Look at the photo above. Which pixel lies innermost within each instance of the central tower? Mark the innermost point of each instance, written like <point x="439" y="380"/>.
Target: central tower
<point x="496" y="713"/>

-*-

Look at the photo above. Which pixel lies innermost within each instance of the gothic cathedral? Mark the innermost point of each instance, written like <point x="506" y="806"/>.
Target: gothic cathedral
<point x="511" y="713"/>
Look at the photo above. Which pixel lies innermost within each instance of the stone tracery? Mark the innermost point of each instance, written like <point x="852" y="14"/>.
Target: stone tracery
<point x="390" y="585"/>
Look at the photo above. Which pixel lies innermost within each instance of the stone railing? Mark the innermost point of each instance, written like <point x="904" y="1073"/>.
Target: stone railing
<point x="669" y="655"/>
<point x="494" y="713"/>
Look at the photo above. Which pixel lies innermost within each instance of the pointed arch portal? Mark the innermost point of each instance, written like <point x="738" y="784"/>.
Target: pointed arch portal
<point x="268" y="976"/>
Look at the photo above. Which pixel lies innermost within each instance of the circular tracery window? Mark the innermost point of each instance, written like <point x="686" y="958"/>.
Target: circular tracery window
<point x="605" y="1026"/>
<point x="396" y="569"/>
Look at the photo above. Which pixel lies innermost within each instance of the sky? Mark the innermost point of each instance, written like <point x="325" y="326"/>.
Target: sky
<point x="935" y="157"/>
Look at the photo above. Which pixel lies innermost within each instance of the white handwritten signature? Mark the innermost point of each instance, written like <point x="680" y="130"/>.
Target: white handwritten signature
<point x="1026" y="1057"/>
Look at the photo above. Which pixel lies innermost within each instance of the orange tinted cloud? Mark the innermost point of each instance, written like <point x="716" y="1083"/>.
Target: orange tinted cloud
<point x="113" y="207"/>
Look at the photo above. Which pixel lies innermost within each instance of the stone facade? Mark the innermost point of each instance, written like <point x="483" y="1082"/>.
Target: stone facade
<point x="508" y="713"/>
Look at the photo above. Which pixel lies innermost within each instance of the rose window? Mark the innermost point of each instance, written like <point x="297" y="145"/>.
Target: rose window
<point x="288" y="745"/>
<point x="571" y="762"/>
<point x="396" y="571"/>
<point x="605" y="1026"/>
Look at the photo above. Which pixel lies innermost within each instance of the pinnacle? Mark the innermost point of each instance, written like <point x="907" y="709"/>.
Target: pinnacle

-*-

Task prompt:
Print exactly the lines of the listing above starting at the line containing "of the circular" and ending at the line containing "Target: pinnacle", both included.

Reply:
Look at the photo above. Which pixel lies innermost within each instance of the circular tracery window? Mark the innermost point of each instance, written like <point x="686" y="958"/>.
Target: circular tracery window
<point x="605" y="1026"/>
<point x="396" y="569"/>
Look at the photo above. Which pixel lies innermost within each instance of the sky? Mark the innermost point of each instance, written like <point x="325" y="326"/>.
Target: sky
<point x="935" y="157"/>
Look at the photo above. Which pixel lies innermost within each instance of the white handwritten signature? Mark the innermost point of each instance, written like <point x="680" y="130"/>.
Target: white handwritten signature
<point x="1026" y="1057"/>
Look at the photo above. Which pixel lies innermost within each instance of the orange tinted cloud? Mark the innermost point of each instance, written like <point x="716" y="1083"/>.
Target: orange tinted cloud
<point x="113" y="207"/>
Look at the photo above. Which pixel lies innermost within each instance of the stone facade? Mark the innermost point of each instance, written like <point x="483" y="1082"/>.
Target: stone facade
<point x="508" y="713"/>
Look at the photo above. Which pixel lies innermost within each instance of the rose window? Mark the innermost point of each instance, written like <point x="297" y="145"/>.
Target: rose window
<point x="288" y="745"/>
<point x="571" y="762"/>
<point x="396" y="571"/>
<point x="605" y="1026"/>
Look at the photo above. Which pixel lies innermost within each instance of the pinnacle? Mark the innermost point of each instance, written like <point x="907" y="709"/>.
Target: pinnacle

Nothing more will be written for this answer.